What is asked: Report every line of the entries that contains the word "number", copying each such line in full. Case counts.

Entries for pointing to labeled objects:
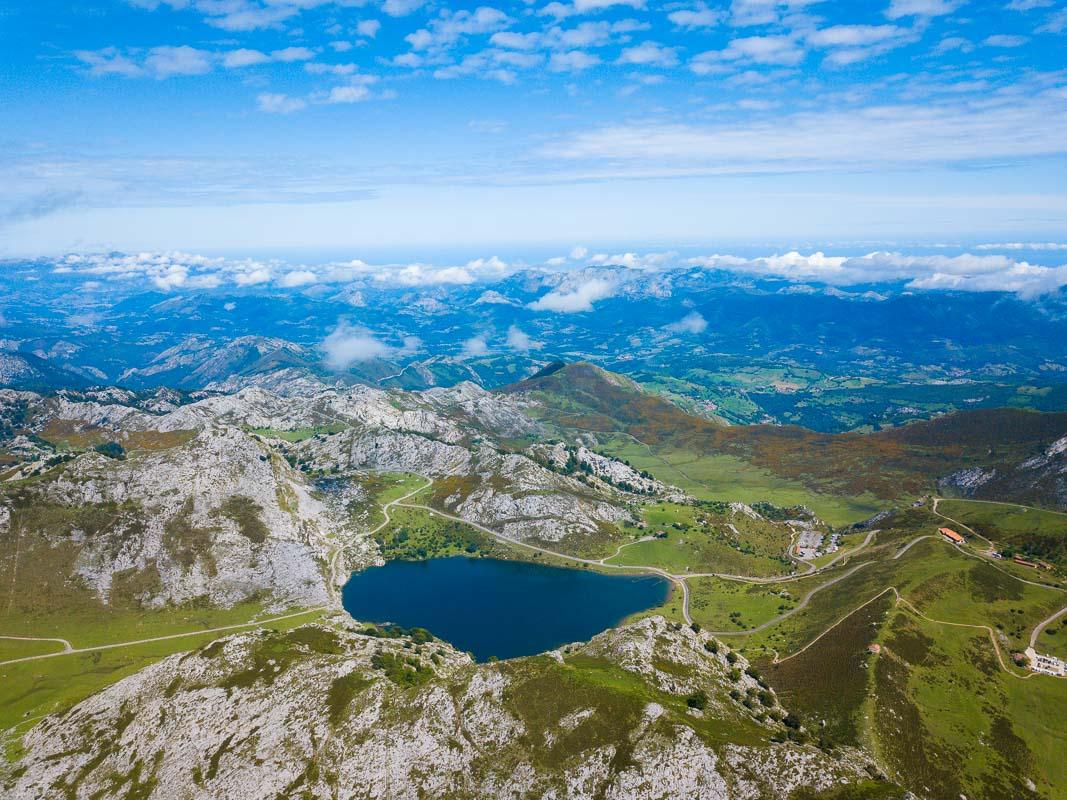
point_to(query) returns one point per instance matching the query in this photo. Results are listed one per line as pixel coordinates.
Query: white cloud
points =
(633, 260)
(348, 345)
(159, 62)
(297, 277)
(475, 348)
(572, 62)
(690, 323)
(779, 50)
(401, 8)
(576, 299)
(561, 11)
(288, 54)
(253, 277)
(898, 9)
(355, 93)
(649, 53)
(520, 340)
(1029, 4)
(966, 272)
(1055, 24)
(420, 274)
(493, 266)
(1004, 40)
(1023, 245)
(171, 277)
(165, 62)
(280, 104)
(243, 58)
(368, 28)
(1010, 126)
(109, 61)
(449, 27)
(699, 16)
(949, 44)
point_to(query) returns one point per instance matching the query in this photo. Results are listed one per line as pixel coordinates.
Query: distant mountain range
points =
(733, 349)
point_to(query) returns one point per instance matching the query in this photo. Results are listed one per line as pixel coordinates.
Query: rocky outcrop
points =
(327, 712)
(220, 516)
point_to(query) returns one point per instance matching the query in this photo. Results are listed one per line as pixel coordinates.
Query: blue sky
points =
(371, 127)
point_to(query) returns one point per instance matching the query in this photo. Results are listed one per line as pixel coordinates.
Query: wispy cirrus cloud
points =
(575, 299)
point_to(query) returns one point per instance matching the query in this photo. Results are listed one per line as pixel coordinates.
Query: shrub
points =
(112, 450)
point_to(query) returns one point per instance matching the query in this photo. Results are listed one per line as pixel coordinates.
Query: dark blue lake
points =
(491, 607)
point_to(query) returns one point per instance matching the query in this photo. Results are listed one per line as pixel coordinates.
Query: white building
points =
(1047, 665)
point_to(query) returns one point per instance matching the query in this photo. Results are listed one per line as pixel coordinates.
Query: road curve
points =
(114, 645)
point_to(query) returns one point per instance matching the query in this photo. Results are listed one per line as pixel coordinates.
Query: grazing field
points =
(945, 715)
(709, 538)
(299, 434)
(730, 605)
(1035, 533)
(827, 684)
(732, 479)
(415, 534)
(19, 649)
(50, 685)
(939, 580)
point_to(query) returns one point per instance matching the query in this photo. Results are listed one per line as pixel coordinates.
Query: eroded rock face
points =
(219, 516)
(325, 712)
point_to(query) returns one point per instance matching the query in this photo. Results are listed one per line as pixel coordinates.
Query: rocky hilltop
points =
(338, 710)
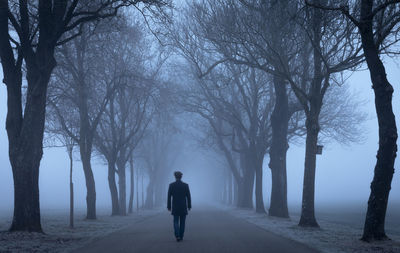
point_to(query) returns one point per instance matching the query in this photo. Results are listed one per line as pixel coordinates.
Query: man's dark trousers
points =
(179, 201)
(179, 225)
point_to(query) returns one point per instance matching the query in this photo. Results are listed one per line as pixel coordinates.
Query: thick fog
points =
(344, 173)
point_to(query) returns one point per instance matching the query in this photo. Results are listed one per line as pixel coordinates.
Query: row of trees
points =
(263, 72)
(34, 36)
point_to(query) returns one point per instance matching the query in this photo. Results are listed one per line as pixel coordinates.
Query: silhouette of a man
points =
(181, 202)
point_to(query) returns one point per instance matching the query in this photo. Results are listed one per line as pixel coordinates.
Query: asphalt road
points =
(206, 231)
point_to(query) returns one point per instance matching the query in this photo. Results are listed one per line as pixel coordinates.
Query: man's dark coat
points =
(181, 201)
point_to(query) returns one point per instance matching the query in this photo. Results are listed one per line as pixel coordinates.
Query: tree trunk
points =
(259, 189)
(131, 192)
(277, 154)
(113, 188)
(90, 186)
(149, 204)
(230, 188)
(122, 187)
(235, 192)
(245, 190)
(307, 209)
(224, 190)
(374, 228)
(25, 134)
(71, 189)
(137, 189)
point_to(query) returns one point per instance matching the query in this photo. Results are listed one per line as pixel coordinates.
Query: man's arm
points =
(169, 198)
(189, 198)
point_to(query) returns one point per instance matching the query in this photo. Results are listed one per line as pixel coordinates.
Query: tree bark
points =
(245, 190)
(132, 182)
(259, 185)
(122, 187)
(26, 139)
(149, 203)
(71, 189)
(113, 188)
(90, 186)
(307, 218)
(235, 192)
(230, 188)
(277, 154)
(374, 228)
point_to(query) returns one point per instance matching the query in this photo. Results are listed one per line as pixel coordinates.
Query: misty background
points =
(343, 176)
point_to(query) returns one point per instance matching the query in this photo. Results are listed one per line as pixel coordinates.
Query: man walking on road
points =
(181, 202)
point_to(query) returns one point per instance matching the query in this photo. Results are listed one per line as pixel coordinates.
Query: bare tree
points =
(295, 50)
(37, 29)
(377, 23)
(129, 109)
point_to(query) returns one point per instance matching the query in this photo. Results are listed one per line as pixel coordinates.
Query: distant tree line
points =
(257, 74)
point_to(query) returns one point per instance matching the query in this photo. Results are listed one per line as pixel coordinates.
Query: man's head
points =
(178, 175)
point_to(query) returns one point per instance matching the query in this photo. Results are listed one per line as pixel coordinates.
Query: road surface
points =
(207, 231)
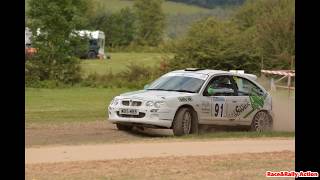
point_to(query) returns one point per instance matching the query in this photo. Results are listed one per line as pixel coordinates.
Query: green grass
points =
(119, 62)
(169, 8)
(68, 105)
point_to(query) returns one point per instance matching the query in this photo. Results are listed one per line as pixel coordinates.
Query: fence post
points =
(272, 85)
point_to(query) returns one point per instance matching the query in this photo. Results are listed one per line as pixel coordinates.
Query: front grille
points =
(132, 103)
(141, 115)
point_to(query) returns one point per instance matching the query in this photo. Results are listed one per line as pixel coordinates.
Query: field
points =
(67, 105)
(76, 117)
(168, 7)
(119, 61)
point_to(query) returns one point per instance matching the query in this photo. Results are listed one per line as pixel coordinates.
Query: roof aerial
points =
(194, 69)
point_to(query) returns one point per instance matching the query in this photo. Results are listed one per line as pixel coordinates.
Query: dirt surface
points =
(233, 166)
(142, 150)
(101, 132)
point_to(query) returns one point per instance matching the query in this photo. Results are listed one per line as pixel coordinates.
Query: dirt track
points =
(142, 150)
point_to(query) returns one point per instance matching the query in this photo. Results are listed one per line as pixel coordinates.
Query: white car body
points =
(216, 110)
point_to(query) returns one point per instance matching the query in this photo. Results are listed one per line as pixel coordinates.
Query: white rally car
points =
(184, 99)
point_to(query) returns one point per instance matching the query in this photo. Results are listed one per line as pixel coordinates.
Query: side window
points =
(247, 88)
(220, 86)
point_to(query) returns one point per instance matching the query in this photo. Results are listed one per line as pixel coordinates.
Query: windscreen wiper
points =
(182, 90)
(158, 89)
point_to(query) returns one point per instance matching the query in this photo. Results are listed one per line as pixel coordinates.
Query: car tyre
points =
(123, 127)
(262, 122)
(182, 122)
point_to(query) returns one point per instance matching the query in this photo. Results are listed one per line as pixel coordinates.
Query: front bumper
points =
(148, 116)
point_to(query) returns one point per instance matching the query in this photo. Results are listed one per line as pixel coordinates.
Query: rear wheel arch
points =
(264, 111)
(194, 123)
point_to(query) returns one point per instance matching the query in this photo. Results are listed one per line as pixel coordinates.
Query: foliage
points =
(211, 3)
(118, 27)
(273, 22)
(150, 22)
(52, 23)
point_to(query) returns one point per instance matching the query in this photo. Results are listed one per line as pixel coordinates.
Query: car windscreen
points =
(177, 83)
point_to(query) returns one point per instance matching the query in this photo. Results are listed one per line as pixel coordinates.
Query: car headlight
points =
(158, 104)
(149, 103)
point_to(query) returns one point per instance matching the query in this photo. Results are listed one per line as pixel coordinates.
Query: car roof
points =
(204, 71)
(211, 72)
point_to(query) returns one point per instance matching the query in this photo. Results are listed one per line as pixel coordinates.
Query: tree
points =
(150, 22)
(272, 22)
(57, 20)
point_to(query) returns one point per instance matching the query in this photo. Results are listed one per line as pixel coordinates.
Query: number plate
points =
(129, 111)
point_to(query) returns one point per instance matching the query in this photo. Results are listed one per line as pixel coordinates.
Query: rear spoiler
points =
(249, 76)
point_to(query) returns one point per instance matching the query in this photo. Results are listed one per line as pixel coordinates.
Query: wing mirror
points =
(146, 86)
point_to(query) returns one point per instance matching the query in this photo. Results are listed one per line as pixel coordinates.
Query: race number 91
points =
(218, 110)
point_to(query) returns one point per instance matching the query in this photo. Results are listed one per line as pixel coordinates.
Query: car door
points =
(223, 91)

Completed exercise:
Query: number plate
Query: race number 91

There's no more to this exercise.